§ **Objective**: In the stretch from the start of the material through the line containing "<point>57,6</point>", replace "instance" with "occurrence" wherever it occurs, and give back those lines otherwise unchanged.

━━━ Data section ━━━

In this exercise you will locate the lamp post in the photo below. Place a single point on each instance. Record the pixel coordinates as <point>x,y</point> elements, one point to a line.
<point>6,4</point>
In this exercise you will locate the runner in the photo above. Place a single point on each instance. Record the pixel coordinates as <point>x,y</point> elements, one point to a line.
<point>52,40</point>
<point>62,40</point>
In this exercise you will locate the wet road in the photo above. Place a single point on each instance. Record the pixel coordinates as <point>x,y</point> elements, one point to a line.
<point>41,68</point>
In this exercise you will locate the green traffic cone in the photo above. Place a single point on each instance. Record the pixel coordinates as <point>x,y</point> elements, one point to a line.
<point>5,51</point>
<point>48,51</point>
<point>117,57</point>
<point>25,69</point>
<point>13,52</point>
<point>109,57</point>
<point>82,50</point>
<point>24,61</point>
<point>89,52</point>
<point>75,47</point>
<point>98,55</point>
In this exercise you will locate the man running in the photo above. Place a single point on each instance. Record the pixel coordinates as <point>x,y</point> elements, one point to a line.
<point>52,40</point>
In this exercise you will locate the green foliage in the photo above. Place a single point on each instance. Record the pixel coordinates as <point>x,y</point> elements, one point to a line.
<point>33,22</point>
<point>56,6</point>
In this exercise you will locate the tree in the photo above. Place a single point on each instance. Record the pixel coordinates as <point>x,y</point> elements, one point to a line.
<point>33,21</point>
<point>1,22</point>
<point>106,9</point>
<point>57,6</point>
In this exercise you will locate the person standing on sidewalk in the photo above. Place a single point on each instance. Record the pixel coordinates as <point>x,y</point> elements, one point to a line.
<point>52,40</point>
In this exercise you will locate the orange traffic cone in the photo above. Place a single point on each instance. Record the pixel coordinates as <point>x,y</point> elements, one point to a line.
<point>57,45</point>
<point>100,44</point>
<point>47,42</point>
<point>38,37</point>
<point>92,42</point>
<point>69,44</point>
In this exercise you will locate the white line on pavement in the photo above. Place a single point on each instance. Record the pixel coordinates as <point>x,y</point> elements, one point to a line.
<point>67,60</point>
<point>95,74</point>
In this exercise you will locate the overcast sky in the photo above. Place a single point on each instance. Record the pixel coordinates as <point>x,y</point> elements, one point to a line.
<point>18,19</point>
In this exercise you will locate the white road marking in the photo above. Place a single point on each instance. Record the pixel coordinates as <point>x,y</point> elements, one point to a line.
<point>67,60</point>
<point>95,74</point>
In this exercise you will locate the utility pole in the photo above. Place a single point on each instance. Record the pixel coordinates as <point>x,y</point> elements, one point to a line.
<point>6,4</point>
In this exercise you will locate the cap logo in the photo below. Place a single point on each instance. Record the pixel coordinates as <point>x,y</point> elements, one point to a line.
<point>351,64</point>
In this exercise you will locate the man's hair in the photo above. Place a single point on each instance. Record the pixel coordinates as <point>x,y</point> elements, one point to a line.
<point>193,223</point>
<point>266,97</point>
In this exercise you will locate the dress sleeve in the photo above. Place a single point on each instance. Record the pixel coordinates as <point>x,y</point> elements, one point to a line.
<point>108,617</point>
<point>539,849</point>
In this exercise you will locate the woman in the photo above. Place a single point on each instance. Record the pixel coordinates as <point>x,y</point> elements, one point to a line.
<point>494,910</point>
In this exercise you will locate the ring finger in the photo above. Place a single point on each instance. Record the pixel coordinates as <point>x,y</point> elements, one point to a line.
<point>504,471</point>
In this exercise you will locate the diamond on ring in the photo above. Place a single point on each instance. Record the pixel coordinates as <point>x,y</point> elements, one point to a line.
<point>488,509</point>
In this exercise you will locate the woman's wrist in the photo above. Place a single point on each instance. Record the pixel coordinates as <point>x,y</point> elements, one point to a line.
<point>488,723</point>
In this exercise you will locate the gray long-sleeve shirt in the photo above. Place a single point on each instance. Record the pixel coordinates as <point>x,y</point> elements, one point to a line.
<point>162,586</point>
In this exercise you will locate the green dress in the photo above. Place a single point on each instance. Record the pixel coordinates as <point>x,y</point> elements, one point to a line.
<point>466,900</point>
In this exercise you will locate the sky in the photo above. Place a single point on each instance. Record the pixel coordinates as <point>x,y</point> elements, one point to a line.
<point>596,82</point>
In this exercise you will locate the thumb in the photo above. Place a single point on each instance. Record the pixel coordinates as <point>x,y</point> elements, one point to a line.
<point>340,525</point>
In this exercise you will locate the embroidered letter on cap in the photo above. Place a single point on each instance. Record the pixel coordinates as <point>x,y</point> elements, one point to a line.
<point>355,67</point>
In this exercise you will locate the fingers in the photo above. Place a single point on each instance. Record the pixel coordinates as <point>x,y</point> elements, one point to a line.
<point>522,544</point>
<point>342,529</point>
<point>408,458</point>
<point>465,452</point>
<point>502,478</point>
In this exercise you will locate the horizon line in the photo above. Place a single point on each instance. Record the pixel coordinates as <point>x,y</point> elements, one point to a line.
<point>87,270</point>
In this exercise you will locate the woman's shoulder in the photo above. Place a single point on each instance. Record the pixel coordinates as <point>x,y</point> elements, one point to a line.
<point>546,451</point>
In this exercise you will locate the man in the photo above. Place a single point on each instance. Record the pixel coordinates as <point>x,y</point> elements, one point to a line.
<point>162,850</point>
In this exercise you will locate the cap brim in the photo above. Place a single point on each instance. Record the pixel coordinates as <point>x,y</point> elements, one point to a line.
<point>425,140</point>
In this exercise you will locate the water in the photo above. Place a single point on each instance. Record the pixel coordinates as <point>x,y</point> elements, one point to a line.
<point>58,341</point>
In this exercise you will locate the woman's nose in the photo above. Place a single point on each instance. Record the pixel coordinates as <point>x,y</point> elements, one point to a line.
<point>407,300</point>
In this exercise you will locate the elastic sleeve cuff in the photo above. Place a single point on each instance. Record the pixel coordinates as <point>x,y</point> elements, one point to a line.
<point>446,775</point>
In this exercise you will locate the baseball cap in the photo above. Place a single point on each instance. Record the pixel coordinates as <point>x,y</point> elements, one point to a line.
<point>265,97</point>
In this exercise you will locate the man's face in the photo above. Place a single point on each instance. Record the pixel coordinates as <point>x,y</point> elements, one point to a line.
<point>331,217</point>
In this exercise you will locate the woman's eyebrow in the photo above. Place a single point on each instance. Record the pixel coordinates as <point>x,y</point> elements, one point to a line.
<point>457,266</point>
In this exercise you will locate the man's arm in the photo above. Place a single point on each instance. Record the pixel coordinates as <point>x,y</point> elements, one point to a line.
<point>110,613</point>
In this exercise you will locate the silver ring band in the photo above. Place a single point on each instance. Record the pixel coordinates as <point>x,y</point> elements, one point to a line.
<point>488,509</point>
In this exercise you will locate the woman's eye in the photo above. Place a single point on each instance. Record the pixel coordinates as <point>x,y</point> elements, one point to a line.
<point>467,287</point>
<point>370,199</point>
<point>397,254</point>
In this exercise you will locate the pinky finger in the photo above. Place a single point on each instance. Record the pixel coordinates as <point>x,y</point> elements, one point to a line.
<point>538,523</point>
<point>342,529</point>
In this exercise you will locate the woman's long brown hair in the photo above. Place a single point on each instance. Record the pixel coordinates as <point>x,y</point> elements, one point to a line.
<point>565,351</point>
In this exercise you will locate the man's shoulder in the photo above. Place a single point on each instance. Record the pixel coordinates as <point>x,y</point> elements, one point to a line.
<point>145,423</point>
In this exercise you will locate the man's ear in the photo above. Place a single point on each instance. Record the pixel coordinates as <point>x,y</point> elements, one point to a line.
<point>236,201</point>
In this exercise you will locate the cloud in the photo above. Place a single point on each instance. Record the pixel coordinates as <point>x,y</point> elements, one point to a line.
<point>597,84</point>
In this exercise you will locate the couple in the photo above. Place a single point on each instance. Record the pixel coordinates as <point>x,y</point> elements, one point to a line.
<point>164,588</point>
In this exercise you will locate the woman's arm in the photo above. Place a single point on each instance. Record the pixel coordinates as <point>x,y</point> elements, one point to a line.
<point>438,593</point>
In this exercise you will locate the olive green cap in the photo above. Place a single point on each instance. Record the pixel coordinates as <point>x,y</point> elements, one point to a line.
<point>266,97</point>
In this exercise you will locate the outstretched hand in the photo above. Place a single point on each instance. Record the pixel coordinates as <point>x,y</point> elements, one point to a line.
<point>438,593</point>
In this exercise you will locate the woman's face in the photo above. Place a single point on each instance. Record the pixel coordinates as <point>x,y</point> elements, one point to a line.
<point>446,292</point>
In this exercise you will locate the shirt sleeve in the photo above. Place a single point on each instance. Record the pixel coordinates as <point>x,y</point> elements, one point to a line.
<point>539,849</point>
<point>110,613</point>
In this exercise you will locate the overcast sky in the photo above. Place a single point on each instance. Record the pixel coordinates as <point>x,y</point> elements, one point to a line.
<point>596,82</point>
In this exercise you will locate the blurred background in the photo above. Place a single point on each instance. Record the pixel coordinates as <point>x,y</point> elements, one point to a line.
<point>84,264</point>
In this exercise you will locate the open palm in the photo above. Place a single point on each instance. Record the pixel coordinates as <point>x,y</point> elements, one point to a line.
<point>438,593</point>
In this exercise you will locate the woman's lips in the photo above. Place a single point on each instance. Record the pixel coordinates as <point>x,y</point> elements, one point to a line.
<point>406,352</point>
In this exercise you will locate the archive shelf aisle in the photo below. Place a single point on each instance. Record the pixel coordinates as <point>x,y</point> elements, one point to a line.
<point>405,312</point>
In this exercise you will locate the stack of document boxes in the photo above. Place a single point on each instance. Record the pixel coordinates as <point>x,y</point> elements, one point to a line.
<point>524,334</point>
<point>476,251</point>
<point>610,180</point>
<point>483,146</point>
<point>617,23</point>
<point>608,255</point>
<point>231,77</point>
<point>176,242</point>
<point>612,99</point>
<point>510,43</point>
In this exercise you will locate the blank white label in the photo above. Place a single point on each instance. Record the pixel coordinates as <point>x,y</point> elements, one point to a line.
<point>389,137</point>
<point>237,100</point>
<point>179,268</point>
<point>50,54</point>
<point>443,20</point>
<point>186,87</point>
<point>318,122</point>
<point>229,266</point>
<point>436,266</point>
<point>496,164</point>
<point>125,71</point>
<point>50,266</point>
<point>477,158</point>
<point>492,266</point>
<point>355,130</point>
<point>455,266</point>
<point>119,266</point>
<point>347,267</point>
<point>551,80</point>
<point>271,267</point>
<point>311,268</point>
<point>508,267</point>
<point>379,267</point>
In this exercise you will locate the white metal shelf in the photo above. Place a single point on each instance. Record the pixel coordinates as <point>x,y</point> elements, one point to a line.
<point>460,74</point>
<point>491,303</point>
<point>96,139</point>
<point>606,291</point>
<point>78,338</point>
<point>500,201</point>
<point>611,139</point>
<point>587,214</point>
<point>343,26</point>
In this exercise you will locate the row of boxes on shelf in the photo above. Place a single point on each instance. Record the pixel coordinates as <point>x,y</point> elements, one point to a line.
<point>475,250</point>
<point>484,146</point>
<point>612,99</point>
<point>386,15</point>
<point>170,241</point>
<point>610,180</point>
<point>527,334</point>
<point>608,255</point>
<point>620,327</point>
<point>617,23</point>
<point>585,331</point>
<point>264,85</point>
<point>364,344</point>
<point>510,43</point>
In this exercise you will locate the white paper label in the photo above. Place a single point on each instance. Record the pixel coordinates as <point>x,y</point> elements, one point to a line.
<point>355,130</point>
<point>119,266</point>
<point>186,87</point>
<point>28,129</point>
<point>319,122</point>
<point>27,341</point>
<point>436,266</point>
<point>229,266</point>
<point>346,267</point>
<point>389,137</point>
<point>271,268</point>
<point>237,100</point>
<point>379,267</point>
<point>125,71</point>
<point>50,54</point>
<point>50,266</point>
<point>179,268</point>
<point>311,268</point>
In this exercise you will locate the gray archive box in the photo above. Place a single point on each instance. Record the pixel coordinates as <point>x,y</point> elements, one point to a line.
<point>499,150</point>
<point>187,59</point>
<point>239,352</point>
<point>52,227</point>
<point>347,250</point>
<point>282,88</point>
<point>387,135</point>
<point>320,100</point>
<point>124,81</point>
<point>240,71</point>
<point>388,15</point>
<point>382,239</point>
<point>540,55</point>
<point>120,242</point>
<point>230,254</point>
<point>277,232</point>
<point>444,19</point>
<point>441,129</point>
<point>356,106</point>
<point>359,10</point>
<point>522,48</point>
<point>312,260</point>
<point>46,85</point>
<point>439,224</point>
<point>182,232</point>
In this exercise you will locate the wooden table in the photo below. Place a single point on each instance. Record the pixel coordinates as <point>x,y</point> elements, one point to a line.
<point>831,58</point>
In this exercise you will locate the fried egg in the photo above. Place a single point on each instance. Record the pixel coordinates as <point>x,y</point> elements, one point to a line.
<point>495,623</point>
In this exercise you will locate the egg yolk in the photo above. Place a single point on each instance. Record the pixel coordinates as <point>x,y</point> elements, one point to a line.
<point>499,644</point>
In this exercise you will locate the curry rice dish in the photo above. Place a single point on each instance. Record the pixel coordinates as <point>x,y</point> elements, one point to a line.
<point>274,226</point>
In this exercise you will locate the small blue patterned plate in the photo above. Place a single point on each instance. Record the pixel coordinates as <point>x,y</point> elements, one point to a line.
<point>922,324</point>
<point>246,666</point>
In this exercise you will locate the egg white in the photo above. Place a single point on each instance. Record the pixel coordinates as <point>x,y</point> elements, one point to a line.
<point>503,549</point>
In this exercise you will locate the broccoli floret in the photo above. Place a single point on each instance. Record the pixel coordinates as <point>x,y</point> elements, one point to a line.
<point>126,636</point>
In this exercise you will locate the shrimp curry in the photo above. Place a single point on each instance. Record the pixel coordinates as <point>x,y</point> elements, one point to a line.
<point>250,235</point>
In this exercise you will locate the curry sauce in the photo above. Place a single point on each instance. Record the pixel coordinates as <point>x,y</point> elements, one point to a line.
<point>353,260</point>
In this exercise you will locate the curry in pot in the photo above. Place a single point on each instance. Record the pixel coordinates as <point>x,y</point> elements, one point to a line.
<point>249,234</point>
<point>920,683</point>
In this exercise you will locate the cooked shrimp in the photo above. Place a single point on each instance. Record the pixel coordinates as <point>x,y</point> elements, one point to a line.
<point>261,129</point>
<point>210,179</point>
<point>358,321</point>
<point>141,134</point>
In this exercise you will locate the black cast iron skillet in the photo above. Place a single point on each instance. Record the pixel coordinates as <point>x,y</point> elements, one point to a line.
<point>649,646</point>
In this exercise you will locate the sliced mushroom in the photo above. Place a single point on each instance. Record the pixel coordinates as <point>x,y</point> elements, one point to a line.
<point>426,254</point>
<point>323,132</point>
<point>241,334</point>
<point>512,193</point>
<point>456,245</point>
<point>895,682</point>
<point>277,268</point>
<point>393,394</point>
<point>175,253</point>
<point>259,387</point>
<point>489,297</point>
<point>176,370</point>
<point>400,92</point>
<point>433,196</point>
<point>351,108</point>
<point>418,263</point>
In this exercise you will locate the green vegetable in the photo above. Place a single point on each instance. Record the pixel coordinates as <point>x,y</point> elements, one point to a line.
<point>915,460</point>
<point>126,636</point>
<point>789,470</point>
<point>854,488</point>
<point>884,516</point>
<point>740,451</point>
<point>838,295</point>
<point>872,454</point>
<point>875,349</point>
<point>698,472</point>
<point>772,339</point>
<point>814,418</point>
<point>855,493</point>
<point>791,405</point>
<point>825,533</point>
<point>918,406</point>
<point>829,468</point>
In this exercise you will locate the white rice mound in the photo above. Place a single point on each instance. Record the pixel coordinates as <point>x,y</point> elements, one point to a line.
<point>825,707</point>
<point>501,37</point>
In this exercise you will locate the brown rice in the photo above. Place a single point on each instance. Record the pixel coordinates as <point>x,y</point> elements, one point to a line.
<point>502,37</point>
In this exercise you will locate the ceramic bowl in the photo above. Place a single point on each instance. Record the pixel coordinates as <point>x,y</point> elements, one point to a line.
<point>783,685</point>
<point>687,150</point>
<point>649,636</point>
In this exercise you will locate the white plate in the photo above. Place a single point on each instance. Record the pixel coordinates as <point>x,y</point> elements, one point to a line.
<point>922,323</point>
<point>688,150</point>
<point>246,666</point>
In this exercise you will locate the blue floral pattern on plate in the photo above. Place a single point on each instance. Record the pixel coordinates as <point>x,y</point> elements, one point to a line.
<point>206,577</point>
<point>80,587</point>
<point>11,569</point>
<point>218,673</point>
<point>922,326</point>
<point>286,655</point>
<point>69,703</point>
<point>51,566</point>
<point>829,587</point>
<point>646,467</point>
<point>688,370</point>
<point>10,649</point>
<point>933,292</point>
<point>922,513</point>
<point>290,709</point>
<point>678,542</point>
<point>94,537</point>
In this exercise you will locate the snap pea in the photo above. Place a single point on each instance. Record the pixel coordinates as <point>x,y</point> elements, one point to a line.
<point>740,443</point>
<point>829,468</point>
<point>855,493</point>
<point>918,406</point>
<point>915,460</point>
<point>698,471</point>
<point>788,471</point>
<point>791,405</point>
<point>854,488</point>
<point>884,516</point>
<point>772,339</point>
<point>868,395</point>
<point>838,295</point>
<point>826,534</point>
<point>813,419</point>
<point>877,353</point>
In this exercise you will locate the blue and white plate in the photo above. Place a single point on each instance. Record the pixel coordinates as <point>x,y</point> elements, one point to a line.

━━━

§ **Exercise answer**:
In this exercise you will locate the lamp post in the photo below. Place a single point on each occurrence. Record the pixel coordinates as <point>x,y</point> elements, one point to a line.
<point>6,4</point>
In this exercise you will locate the runner in the photo above. Place a single point on each occurrence. Record the pixel coordinates as <point>x,y</point> elements, one point to a line.
<point>52,40</point>
<point>62,40</point>
In this exercise you will locate the wet road in the photo above. Place a single point on each occurrence. Record the pixel coordinates as <point>x,y</point> elements, one point to a line.
<point>41,68</point>
In this exercise you will locate the green traffic cone in the photo above. Place a single point on each occurrence. Record the pixel coordinates as <point>x,y</point> elements, one point to a line.
<point>5,51</point>
<point>48,51</point>
<point>117,57</point>
<point>25,69</point>
<point>13,52</point>
<point>109,57</point>
<point>82,50</point>
<point>24,61</point>
<point>89,52</point>
<point>75,47</point>
<point>98,55</point>
In this exercise you will locate the man running in the photo above. Place a single point on each occurrence. Record the pixel coordinates as <point>x,y</point> elements, one point to a line.
<point>52,40</point>
In this exercise you will locate the green foliage in the photo above. Place a single point on each occurrence. Record the pixel coordinates as <point>x,y</point> elements, one point to a line.
<point>33,22</point>
<point>56,6</point>
In this exercise you will locate the tree in the photo above. Place a single point on each occurrence. Record the pixel coordinates as <point>x,y</point> elements, one point to a line.
<point>33,21</point>
<point>1,22</point>
<point>106,9</point>
<point>57,6</point>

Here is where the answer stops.